(Trecho citado):
┌──
Respondendo a riscos de integridade de terceiros – é bom ter um plano

Respondendo a riscos de integridade de terceiros – é bom ter um plano

Por Manuel Marinho, CEO da EthQuo[1]

Neste mês de março (2023), a imprensa noticiou um problema significativo de trabalho análogo à escravidão, que afetou empresas de referência no segmento vinícola brasileiro – um caso que ganhou grande publicidade, não apenas pela expressão da indústria, mas sobretudo pelas indignidades sofridas pelos trabalhadores envolvidos.  Muito embora este evento tenha alcançado visibilidade pública nacional, “descobertas” desagradáveis sobre a integridade de parceiros de negócios são experimentadas pelas organizações a todo momento, sem serem apanhadas pelos holofotes da mídia.

Mesmo os mais silenciosos problemas de integridade de terceiros, oriundos de quaisquer grupos de relacionamento (fornecedores, clientes, parceiros, pessoas patrocinadas etc.), podem causar impactos adversos relevantes em múltiplas frentes para a organização, normalmente agrupáveis nas seguintes principais categorias:  perdas financeiras, danos à imagem, sanções legais ou regulatórias e envolvimento criminal de administradores.  A esses impactos, somam-se os desdobramentos negativos no campo administrativo, pelo desvio de atenção que problemas deste tipo causam na gestão cotidiana do negócio, concorrendo com as demais atribuições corporativas dos gestores da organização.

Uma boa estratégia para lidar com riscos de integridade de terceiros deve, portanto, incorporar práticas preventivas.  Em outros artigos exploramos a importância das práticas de governança orientadas para a avaliação preventiva de integridade de terceiros (designadas como background check, Know Your Customer – KYC, Know Your Partner – KYP, due diligence de terceiros etc.) e não há como negar a sua relevância para a organização[2].  Afinal, prevenir riscos é sinônimo de proteger valor.  Mas sempre haverá situações em que desvios de integridade de terceiros escapam às práticas de prevenção, posto que não são previamente detectáveis, só chegando ao conhecimento da organização em um momento posterior à diligência de integridade – às vezes através da imprensa, como se deu no caso citado no início deste texto.  Nessa hora, é fundamental também poder contar com uma estratégia robusta de resposta aos riscos e este é o foco da nossa conversa de hoje.
└──
(Conteúdo dos dados):
┌──
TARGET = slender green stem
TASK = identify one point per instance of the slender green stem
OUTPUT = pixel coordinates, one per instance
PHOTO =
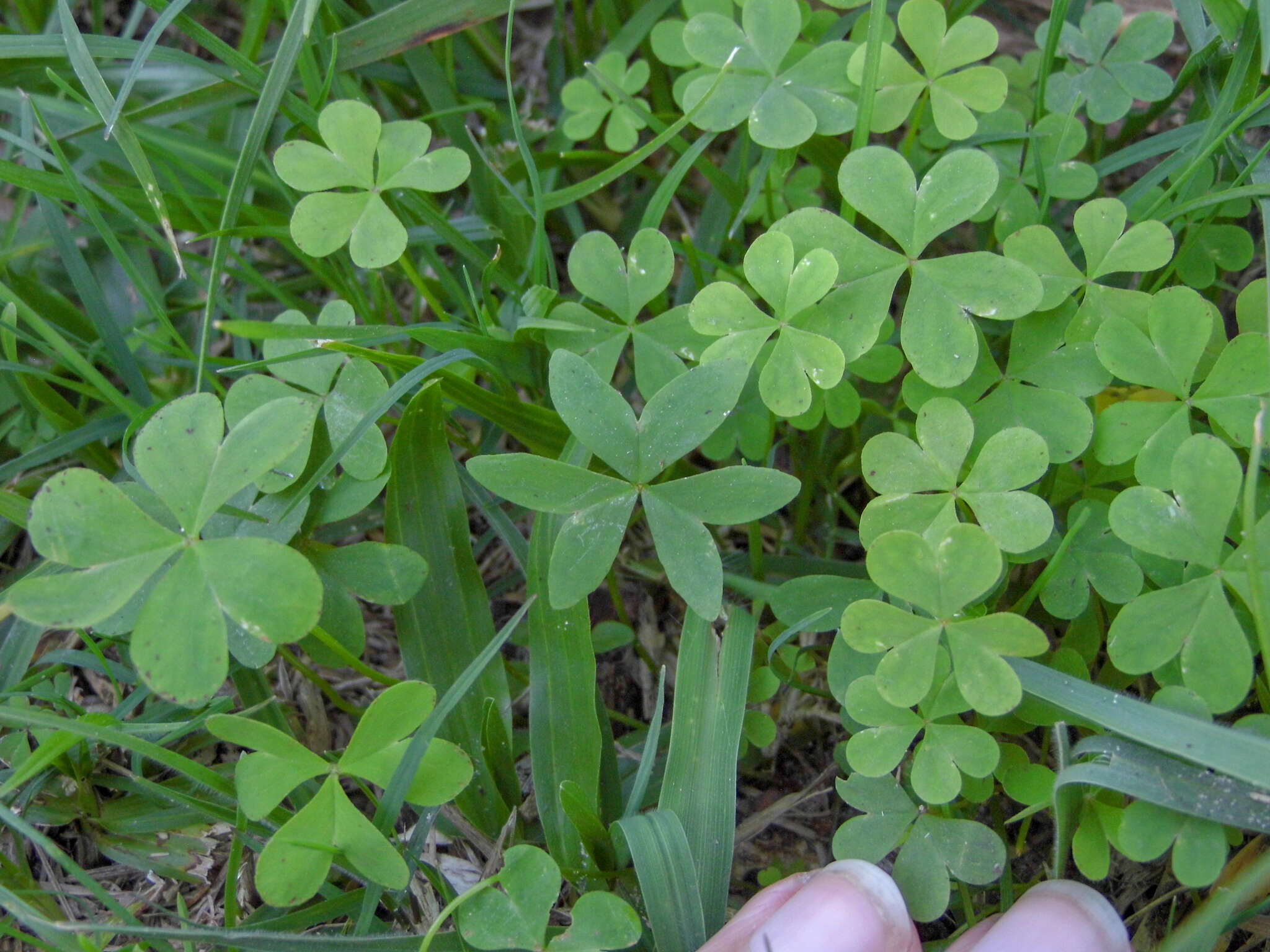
└──
(Seu objetivo):
Retome o artigo sobre riscos de integridade de terceiros e prossiga a partir da última frase apresentada.

(Resposta esperada):
O que confere efetividade às ações de resposta a riscos é a sua capacidade de neutralizar os impactos adversos deles advindos, tanto quanto possível.  Alguns desses impactos não serão prontamente remediáveis e, portanto, deverão ser gerenciados com ações que gradualmente enfraqueçam sua magnitude, até que se tornem insignificantes.  Outros não poderão ser totalmente neutralizados e deixarão marcas, cicatrizes empresariais, que demandarão gestão contínua por longos períodos.

É correto afirmar, pois, que riscos de integridade de terceiros podem causar impactos de diferentes extensões, em todas as dimensões da realidade empresarial, e em grandezas inversamente proporcionais à capacidade das organizações de neutralizá-los.  Por tais motivos, quando um cenário de risco se materializa e os impactos são iminentes, não é hora para improvisos…  É importante ter um plano de resposta em mãos, ativar todas as áreas e recursos que devam tomar parte na definição das respectivas ações e dar início à sua implementação.  Vamos ver juntos alguns cases de riscos materializados e respectivas respostas, para ilustrar:

  • Riscos financeiros ou regulatórios associados a prestador de serviços com inscrições fiscais ou registrais (órgãos profissionais) suspensas à respostas possíveis:  interrupção de negócios, notificação da infração perante a legislação fiscal ou norma profissional, acionamento de covenants ou garantias contratuais, plano de contingência da área de logística ou produção, dentre outros.  Como visto, este é um caso cuja reposta envolve as áreas de Negócio, Jurídica, Fiscal, Logística e Produção, pelo menos.  As discussões entre elas vão apontar o curso de ação mais adequado, que certamente passará por cobrar uma atitude da contraparte e acompanhar a respectiva evolução.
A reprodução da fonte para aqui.